[Begin INFORMATION PROVIDED]

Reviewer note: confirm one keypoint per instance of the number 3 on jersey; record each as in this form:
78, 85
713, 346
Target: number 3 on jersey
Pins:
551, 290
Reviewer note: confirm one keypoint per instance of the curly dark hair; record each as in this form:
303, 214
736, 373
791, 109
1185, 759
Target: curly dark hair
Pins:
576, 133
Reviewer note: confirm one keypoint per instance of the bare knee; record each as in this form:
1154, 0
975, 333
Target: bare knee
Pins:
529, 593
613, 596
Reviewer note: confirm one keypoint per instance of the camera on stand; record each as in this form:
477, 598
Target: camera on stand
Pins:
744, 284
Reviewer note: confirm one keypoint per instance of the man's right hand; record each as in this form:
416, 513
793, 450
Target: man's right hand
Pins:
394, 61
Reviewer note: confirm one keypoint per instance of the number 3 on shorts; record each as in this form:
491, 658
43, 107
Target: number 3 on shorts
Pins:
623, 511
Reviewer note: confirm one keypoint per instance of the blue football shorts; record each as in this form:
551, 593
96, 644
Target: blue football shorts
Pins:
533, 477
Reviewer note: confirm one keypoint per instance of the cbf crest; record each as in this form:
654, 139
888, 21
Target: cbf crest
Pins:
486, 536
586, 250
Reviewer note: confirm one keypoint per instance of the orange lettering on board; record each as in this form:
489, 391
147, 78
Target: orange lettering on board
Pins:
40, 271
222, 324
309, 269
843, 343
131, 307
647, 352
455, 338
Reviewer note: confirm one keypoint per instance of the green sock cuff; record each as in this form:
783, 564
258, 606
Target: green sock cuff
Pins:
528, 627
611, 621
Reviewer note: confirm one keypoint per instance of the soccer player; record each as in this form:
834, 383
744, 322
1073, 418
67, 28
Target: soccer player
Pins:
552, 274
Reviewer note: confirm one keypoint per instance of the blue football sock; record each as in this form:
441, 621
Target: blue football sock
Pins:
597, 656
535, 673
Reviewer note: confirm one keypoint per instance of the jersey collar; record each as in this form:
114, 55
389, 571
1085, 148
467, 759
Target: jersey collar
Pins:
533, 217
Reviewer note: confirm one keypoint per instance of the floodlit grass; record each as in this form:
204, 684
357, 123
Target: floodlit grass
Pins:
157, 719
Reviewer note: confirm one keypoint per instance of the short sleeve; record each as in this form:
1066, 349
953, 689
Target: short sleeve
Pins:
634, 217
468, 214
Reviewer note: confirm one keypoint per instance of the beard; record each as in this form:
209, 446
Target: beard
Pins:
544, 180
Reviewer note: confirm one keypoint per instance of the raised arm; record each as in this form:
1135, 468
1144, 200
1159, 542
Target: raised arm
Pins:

[End INFORMATION PROVIDED]

_PROBLEM_
Update the entries above by replacing every occurrence of "Reviewer note" with "Annotator note", leaving all other text unchanged.

_WORKED SOLUTION_
Annotator note: confirm one keypoint per instance of the number 3 on jersey; record each as in this form:
78, 85
713, 346
Target: number 3 on jersey
Pins:
551, 290
Annotator note: confirm one keypoint per instance of the curly dark hair; record each as in this form:
303, 214
736, 373
791, 109
1185, 759
Target: curly dark hair
Pins:
576, 133
Annotator note: confirm one keypoint per instance of the bare knee; record each as in this form:
1154, 0
975, 333
Target: bare knee
Pins:
529, 593
613, 596
Annotator note: confirm one keypoint per instance of the camera on stand; record each as in this form:
477, 598
Target: camera on stand
Pins:
744, 284
Annotator note: confirm one keypoint per instance of the man's right hand; record each as in this form:
416, 513
793, 450
Target: man's right hand
Pins:
394, 61
Annotator note: confirm one keypoint per instance of the number 3 on shorts; record each as in this form:
491, 658
43, 107
Target: number 3 on shorts
Pins:
623, 511
Annotator note: confirm one keypoint per instance of the blue football shorts; record each as in this form:
551, 593
96, 644
Target: blue football shorts
Pins:
533, 477
Annotator note: confirm one keypoint per instance of the cbf crest; record each as in this form:
654, 139
888, 21
Target: cbf crest
Pins:
486, 536
586, 250
Annotator note: confirm one keypoint per instance of the orange lettering on board; record each as in this form:
489, 391
147, 78
Target: orange lettering on board
Pins:
40, 271
222, 324
309, 269
843, 343
131, 307
647, 352
455, 338
Annotator note: confirm one keypoint per instance of the green sock cuff; record each as in this form:
783, 564
258, 606
Target: green sock cuff
Pins:
528, 627
611, 621
Annotator note: confirm one keypoint per instance of the soccer player; record each as in this form:
834, 383
744, 322
1073, 418
67, 28
Target: soccer player
Pins:
552, 274
Annotator note: confirm one keypoint per instance of the blue football sock; record each as in this form:
441, 621
Target: blue football sock
Pins:
597, 656
535, 673
Annotator note: confirm one keypoint per instance of the jersey collar; record each as in this form:
114, 55
389, 571
1085, 148
467, 759
Target: jersey collar
Pins:
533, 217
Annotator note: confirm one keypoint per instance of the floodlit grass; record each as in this form:
204, 684
357, 123
Target: floodlit grass
Pins:
157, 719
Annotator note: confirm one keypoint per instance of the short sleeve; record each as in this form:
1066, 349
953, 689
Target: short sleeve
Pins:
634, 217
468, 214
Annotator note: confirm one keypoint per instance of the beard; record each as in this form:
209, 446
Target: beard
Pins:
544, 180
Annotator note: confirm one keypoint per instance of the raised arm; record each as in this form:
1135, 468
1144, 200
1159, 542
Target: raised arm
Pins:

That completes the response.